## 任务目标:
1 > 照录这篇 Vladik and cards 题解中的一段,从“The first line”起,到“of Vladik’s sequence.”止。
2 > 按照这篇 Vladik and cards 题解,输入中卡片数 n 的取值范围是多少?

Codeforces Round #384 (Div. 2) E. Vladik and cards 状压dp

E. Vladik and cards

题目链接

http://codeforces.com/contest/743/problem/E

题面

Vladik was bored on his way home and decided to play the following game. He took n cards and put them in a row in front of himself. Every card has a positive integer number not exceeding 8 written on it. He decided to find the longest subsequence of cards which satisfies the following conditions:

the number of occurrences of each number from 1 to 8 in the subsequence doesn’t differ by more then 1 from the number of occurrences of any other number. Formally, if there are ck cards with number k on them in the subsequence, than for all pairs of integers the condition |ci - cj| ≤ 1 must hold.
if there is at least one card with number x on it in the subsequence, then all cards with number x in this subsequence must form a continuous segment in it (but not necessarily a continuous segment in the original sequence). For example, the subsequence [1, 1, 2, 2] satisfies this condition while the subsequence [1, 2, 2, 1] doesn’t. Note that [1, 1, 2, 2] doesn’t satisfy the first condition.
Please help Vladik to find the length of the longest subsequence that satisfies both conditions.

输入

The first line contains single integer n (1 ≤ n ≤ 1000) — the number of cards in Vladik’s sequence.

The second line contains the sequence of n positive integers not exceeding 8 — the description of Vladik’s sequence.

输出

Print single integer — the length of the longest subsequence of Vladik’s sequence that satisfies both conditions.

样例输入

3
1 1 1

样例输出

1

题意

给你n个数字,你需要找到一个最长的子序列,满足以下要求:

1.对于每个i和j,要求abs(num[i]-num[j])<=1,num[i]表示这个数字i出现的次数

2.所有相同的数字应该挨在一起。

求最长的子序列长度

题解

枚举每个数字的长度num,那么显然每个数字要么是num,要么就是num+1

然后我们对于每个长度进行check就好了

dp[i][j]表示当前状态为i的时候,其中有i个数的长度为num+1,用一个next进行转移就好了

next[i][j][k]表示从i开始,j出现k次的位置是啥位置。

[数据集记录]
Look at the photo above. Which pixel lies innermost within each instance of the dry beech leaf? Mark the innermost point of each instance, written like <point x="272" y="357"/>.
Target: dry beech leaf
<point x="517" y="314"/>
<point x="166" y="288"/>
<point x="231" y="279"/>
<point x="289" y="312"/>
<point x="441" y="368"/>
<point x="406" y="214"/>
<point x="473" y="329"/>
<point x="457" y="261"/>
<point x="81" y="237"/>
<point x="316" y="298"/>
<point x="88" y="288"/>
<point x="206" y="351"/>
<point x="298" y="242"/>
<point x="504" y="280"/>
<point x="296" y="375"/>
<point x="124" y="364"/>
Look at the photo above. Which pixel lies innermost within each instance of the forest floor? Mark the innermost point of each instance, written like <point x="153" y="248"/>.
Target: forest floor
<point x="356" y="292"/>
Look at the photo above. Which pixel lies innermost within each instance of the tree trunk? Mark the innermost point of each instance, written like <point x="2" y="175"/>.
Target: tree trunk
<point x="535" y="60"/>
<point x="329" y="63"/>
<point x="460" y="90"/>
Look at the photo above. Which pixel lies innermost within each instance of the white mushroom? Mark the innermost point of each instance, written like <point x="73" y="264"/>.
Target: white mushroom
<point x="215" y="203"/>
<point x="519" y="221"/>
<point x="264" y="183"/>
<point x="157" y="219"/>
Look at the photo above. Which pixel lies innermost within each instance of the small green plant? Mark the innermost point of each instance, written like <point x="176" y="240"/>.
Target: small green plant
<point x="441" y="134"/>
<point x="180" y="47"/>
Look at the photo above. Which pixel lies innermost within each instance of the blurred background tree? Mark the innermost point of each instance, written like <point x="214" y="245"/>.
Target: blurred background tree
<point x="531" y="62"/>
...
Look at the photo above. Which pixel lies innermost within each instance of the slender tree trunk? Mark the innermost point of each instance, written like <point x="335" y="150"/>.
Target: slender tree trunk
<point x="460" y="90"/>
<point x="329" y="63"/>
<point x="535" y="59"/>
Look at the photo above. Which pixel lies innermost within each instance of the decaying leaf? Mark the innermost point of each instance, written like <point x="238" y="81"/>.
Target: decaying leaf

## 参考答案:
1 >
The first line contains single integer n (1 ≤ n ≤ 1000) — the number of cards in Vladik’s sequence.

The second line contains the sequence of n positive integers not exceeding 8 — the description of Vladik’s sequence.

2 > 1 ≤ n ≤ 1000。